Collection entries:
** begin **

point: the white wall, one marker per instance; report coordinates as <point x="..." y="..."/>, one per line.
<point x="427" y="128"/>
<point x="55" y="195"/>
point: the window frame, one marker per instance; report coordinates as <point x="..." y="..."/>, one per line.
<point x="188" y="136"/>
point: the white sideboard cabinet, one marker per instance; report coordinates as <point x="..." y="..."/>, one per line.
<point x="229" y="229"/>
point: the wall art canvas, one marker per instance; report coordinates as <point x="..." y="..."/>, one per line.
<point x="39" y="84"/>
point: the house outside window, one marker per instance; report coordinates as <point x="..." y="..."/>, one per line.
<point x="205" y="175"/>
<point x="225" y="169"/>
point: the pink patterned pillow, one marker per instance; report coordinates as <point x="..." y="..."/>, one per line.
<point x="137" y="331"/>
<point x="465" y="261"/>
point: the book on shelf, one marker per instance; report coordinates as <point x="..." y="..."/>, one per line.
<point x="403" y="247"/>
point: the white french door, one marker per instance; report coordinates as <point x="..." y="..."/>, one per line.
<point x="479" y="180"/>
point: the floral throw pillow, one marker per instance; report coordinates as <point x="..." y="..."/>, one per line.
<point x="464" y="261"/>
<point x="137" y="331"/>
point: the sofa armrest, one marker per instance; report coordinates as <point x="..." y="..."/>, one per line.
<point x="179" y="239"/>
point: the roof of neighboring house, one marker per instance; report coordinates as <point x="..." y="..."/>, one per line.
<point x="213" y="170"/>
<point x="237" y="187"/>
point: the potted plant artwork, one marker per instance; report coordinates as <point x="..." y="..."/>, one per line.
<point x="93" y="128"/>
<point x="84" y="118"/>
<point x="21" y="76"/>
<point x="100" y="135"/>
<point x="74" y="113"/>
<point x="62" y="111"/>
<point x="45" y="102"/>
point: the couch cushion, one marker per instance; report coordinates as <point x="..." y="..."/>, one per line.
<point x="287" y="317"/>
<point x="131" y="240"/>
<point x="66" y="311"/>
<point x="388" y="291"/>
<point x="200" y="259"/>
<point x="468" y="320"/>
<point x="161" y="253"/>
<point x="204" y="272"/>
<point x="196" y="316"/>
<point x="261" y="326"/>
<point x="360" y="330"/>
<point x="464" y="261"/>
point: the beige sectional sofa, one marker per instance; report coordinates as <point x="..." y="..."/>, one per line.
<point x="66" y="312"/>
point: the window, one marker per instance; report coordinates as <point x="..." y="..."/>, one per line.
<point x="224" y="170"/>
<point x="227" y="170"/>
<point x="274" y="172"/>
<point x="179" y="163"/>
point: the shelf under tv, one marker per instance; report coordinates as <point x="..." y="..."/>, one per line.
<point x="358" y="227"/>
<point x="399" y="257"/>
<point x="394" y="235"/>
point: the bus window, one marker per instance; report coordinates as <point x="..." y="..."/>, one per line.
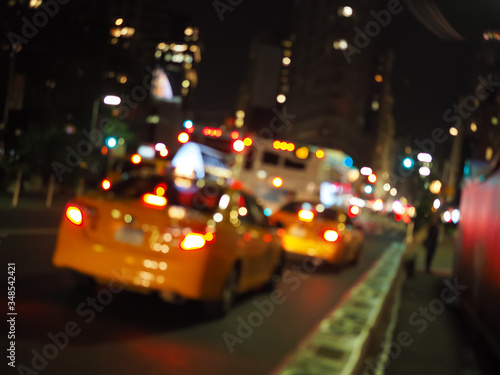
<point x="270" y="158"/>
<point x="293" y="164"/>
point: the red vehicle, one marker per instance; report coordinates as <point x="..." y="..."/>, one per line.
<point x="477" y="256"/>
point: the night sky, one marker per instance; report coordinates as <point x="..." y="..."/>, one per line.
<point x="429" y="74"/>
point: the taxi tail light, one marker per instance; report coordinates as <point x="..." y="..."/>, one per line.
<point x="195" y="241"/>
<point x="331" y="235"/>
<point x="154" y="200"/>
<point x="74" y="214"/>
<point x="305" y="215"/>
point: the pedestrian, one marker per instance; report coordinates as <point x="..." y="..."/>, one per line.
<point x="430" y="242"/>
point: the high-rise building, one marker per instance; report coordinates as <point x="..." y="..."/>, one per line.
<point x="339" y="81"/>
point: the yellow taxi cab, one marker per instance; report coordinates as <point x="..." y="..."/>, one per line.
<point x="311" y="229"/>
<point x="181" y="238"/>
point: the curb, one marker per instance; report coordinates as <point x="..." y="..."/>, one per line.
<point x="355" y="329"/>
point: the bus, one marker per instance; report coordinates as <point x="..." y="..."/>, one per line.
<point x="279" y="172"/>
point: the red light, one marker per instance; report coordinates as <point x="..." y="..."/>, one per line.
<point x="74" y="215"/>
<point x="331" y="235"/>
<point x="353" y="211"/>
<point x="209" y="237"/>
<point x="193" y="241"/>
<point x="105" y="184"/>
<point x="136" y="159"/>
<point x="154" y="200"/>
<point x="160" y="189"/>
<point x="306" y="215"/>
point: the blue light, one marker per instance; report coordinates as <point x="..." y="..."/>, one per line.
<point x="408" y="163"/>
<point x="111" y="142"/>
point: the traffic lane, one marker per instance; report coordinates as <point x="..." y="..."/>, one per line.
<point x="27" y="218"/>
<point x="135" y="333"/>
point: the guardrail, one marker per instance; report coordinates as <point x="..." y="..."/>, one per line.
<point x="354" y="332"/>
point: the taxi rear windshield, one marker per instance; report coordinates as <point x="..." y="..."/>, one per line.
<point x="184" y="192"/>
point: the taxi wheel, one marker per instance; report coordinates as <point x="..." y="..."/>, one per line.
<point x="83" y="282"/>
<point x="276" y="275"/>
<point x="222" y="306"/>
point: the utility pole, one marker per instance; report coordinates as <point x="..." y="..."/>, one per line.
<point x="5" y="118"/>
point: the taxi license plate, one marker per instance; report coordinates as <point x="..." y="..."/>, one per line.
<point x="297" y="231"/>
<point x="129" y="236"/>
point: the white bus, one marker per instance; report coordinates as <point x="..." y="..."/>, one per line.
<point x="278" y="172"/>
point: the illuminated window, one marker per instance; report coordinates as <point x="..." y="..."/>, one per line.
<point x="345" y="11"/>
<point x="340" y="44"/>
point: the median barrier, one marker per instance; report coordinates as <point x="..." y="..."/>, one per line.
<point x="351" y="337"/>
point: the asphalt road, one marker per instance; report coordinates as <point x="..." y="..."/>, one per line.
<point x="138" y="334"/>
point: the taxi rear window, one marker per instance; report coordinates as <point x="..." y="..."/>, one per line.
<point x="203" y="199"/>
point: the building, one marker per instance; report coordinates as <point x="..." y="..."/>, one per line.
<point x="339" y="81"/>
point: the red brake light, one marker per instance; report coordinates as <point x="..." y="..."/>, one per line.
<point x="154" y="200"/>
<point x="331" y="235"/>
<point x="74" y="215"/>
<point x="105" y="184"/>
<point x="194" y="241"/>
<point x="306" y="215"/>
<point x="353" y="211"/>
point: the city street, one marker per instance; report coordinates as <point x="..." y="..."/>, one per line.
<point x="133" y="334"/>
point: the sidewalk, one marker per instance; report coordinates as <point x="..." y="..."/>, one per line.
<point x="438" y="343"/>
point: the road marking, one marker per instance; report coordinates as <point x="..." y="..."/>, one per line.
<point x="26" y="231"/>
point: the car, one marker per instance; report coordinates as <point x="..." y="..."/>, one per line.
<point x="325" y="233"/>
<point x="180" y="238"/>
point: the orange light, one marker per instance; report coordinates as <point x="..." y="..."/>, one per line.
<point x="183" y="137"/>
<point x="105" y="184"/>
<point x="74" y="215"/>
<point x="306" y="215"/>
<point x="353" y="211"/>
<point x="209" y="237"/>
<point x="193" y="241"/>
<point x="136" y="159"/>
<point x="160" y="190"/>
<point x="277" y="182"/>
<point x="238" y="145"/>
<point x="320" y="154"/>
<point x="331" y="235"/>
<point x="154" y="200"/>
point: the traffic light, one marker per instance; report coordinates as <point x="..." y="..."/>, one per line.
<point x="408" y="163"/>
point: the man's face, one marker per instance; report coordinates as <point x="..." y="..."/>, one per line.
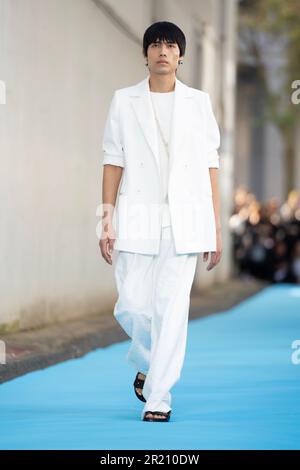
<point x="163" y="51"/>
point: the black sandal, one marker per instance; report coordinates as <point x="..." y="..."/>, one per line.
<point x="160" y="413"/>
<point x="139" y="383"/>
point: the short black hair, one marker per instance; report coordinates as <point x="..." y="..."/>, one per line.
<point x="164" y="31"/>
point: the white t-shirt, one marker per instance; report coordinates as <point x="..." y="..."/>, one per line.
<point x="163" y="104"/>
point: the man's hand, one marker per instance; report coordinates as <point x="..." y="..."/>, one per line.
<point x="215" y="255"/>
<point x="107" y="241"/>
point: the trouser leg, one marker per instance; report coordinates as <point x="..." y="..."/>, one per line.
<point x="174" y="275"/>
<point x="133" y="309"/>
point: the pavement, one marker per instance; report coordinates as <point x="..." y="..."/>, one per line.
<point x="36" y="349"/>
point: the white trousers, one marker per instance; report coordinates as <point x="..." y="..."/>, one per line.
<point x="153" y="307"/>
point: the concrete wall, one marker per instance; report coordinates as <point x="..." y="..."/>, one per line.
<point x="61" y="60"/>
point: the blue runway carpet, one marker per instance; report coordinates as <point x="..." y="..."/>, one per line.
<point x="239" y="389"/>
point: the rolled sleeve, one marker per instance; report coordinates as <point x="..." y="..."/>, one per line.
<point x="213" y="137"/>
<point x="111" y="145"/>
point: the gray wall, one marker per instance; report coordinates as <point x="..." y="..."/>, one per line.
<point x="61" y="60"/>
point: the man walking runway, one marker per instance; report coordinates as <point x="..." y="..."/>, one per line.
<point x="160" y="138"/>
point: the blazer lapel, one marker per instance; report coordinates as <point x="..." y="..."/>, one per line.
<point x="142" y="105"/>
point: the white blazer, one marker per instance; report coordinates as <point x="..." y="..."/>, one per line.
<point x="130" y="140"/>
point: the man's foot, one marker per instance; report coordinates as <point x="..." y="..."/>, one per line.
<point x="142" y="377"/>
<point x="153" y="415"/>
<point x="157" y="416"/>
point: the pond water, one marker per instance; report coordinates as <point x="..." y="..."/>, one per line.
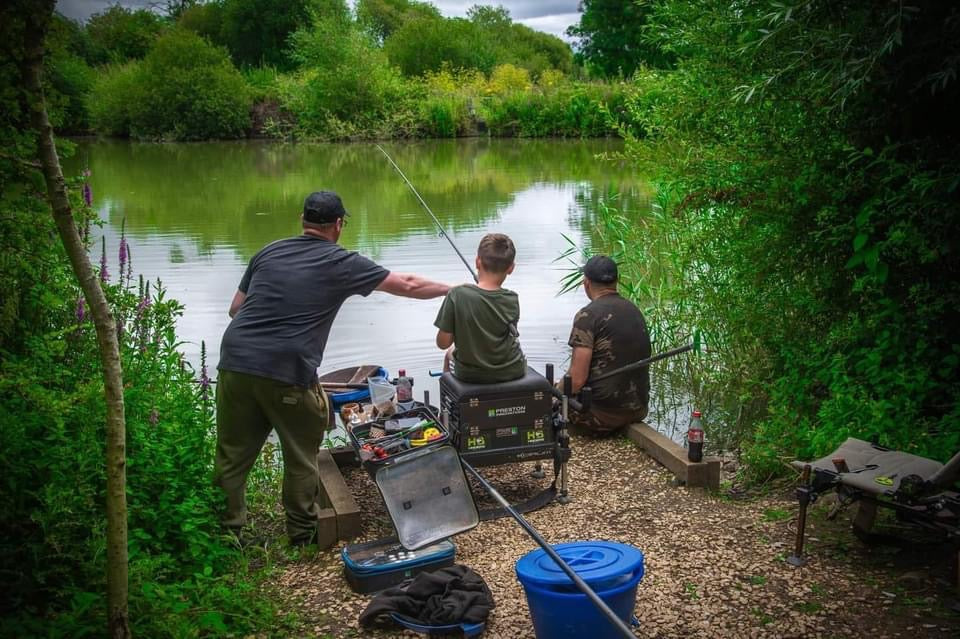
<point x="195" y="214"/>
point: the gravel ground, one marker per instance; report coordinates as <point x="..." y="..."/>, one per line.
<point x="714" y="565"/>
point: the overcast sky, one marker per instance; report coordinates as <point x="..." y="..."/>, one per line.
<point x="552" y="16"/>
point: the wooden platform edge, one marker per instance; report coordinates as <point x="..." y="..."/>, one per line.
<point x="342" y="502"/>
<point x="672" y="455"/>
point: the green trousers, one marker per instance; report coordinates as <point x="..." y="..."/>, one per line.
<point x="248" y="407"/>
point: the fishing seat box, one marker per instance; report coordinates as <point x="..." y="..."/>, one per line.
<point x="500" y="423"/>
<point x="379" y="564"/>
<point x="424" y="488"/>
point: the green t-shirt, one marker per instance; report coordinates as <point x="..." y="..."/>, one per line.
<point x="483" y="324"/>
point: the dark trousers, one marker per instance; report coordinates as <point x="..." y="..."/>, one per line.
<point x="248" y="407"/>
<point x="601" y="420"/>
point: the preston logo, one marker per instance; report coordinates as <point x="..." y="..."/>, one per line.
<point x="503" y="412"/>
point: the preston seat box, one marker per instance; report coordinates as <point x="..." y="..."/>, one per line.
<point x="500" y="423"/>
<point x="383" y="563"/>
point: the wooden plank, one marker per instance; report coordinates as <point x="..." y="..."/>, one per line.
<point x="672" y="455"/>
<point x="347" y="512"/>
<point x="327" y="528"/>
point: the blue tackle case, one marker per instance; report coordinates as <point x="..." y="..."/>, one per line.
<point x="379" y="564"/>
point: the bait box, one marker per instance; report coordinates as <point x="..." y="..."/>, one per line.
<point x="424" y="487"/>
<point x="379" y="564"/>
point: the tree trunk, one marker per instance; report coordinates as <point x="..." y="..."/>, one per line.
<point x="117" y="613"/>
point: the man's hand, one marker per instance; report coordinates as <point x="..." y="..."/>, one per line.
<point x="410" y="285"/>
<point x="580" y="366"/>
<point x="238" y="299"/>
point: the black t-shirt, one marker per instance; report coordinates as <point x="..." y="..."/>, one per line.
<point x="616" y="331"/>
<point x="294" y="288"/>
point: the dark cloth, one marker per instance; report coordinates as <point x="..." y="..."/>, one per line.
<point x="294" y="289"/>
<point x="483" y="324"/>
<point x="451" y="595"/>
<point x="614" y="328"/>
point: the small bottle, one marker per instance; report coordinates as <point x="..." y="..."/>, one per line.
<point x="695" y="438"/>
<point x="404" y="387"/>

** end **

Exercise aim ::
From the line containing "point: the blue tackle" through the closing line of the material above, return every line exactly and omit all others.

Written reply ::
point: the blue tackle case, one marker per instance; report coordinates as <point x="..." y="..."/>, one per line.
<point x="379" y="564"/>
point: the bait box, one marker per instance; report coordinates as <point x="..." y="..."/>, one per line.
<point x="424" y="487"/>
<point x="379" y="564"/>
point: the tree trunk, one marker per instance; report coordinates as <point x="..." y="..."/>, one per line.
<point x="117" y="613"/>
point: the man's hand, one marker per instance; report coordinates as <point x="..." y="..."/>, one per line.
<point x="410" y="285"/>
<point x="580" y="366"/>
<point x="238" y="299"/>
point: the black t-shirt, one marker per instance; report coordinates as <point x="..." y="..."/>, one per line.
<point x="616" y="331"/>
<point x="294" y="288"/>
point: the dark cloth, one marker per instance; report coordinates as <point x="..." y="..."/>, one per line.
<point x="294" y="289"/>
<point x="483" y="324"/>
<point x="451" y="595"/>
<point x="614" y="328"/>
point: the small bottle, one marker per instance; report coordinates as <point x="..." y="..."/>, one per line.
<point x="695" y="438"/>
<point x="404" y="387"/>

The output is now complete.